==== PAGE EXCERPT

Dozens of institutional abuse victims to sue over data breach
MORE than 70 people are to take a class action after the identities of over 250 institutional abuse victims were revealed in a major data breach last year.
In a writ to be lodged in the High Court, victims are suing the former interim victims' advocate Brendan McAllister and the Executive Office for damages.
It is understood to be one of the largest class actions in Northern Ireland's legal history.
The survivors' identities were accidentally circulated in an email sent by Mr McAllister's office in May 2020.
Some of those identified included victims and survivors who are suffering from serious psychiatric issues and others whose families do not know they were abused.
The writ, issued by solicitor Claire McKeegan of Phoenix Law, stated that abuse victims have "suffered and continue to suffer distress, anxiety and reputational damage".
Ms McKeegan said "survivors and victims of institutional abuse require their privacy and data protection more than most".
"They put their faith in the interim advocate's office and shared highly sensitive testimony of the harrowing abuse that was perpetrated on them in childhood," she said.
"Many survivors and victims were re-traumatised by this and had to seek medical attention."
Margaret McGuckin from Survivors and Victims of Institutional Abuse (Savia) said the breach had "caused huge upset and anguish".
"Our people have been let down by authority figures for decades," she said.
"It's been one thing after another. The breach was the final straw. People are still talking about how their details was exposed. The taboo and shame came back and opened up wounds again."
A June 2020 report by the Northern Ireland Civil Service into the data breach found that the victims' emails had been shared due to a "procedural error".
The probe found the office's official guidance for staff was inadequate "particularly in light of the personal and sensitive information" it holds.
A full-time commissioner for victims of historical institutional abuse, Fiona Ryan, was appointed last year.

========

### [WHAT YOU WILL DO]
Please answer these questions from the data breach article:
1. When did Mr McAllister's office send the email that circulated the survivors' identities?
2. Which law firm does the solicitor who issued the writ belong to?
3. What did the Northern Ireland Civil Service report blame for the sharing of the victims' emails?

==== DATASET EXCERPTS

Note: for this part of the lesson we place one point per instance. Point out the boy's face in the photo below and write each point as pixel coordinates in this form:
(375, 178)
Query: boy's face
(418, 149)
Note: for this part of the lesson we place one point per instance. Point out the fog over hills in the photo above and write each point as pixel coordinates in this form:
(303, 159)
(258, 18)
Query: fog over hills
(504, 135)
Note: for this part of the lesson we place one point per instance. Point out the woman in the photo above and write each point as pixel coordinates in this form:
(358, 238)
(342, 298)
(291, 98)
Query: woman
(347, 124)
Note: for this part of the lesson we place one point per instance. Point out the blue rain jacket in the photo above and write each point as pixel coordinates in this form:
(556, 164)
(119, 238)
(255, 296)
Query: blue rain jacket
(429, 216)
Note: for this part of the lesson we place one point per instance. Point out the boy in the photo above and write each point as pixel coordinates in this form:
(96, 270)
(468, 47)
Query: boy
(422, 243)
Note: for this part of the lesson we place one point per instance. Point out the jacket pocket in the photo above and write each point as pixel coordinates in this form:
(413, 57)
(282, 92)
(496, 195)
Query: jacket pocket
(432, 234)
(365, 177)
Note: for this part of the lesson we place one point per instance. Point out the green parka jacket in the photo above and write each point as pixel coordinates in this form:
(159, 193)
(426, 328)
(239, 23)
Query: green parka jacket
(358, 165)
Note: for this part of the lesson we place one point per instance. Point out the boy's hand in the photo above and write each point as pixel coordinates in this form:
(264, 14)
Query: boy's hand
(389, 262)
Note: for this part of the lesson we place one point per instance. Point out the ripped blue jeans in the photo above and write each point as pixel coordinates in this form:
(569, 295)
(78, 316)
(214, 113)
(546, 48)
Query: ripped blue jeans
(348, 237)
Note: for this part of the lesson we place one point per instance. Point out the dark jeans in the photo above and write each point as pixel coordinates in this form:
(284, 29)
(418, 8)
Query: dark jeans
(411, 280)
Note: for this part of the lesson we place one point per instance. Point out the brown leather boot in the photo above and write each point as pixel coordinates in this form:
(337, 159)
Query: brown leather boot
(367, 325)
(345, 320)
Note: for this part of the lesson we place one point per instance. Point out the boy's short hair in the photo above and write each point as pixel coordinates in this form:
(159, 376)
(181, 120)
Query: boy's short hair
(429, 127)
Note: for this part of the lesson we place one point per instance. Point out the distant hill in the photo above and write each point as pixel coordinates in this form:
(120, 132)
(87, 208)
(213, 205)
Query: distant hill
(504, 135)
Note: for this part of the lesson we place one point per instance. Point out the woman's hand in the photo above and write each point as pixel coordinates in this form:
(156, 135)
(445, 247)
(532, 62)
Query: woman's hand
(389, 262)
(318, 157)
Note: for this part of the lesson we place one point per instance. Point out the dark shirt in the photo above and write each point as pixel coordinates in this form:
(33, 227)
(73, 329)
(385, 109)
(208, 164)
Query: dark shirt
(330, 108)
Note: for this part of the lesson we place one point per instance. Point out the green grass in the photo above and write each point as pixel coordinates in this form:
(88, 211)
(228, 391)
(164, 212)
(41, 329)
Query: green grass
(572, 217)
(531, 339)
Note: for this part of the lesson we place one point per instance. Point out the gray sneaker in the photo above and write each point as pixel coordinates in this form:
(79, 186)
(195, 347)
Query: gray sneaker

========

### [OUTPUT FOR THIS EXERCISE]
1. May 2020
2. Phoenix Law
3. A "procedural error"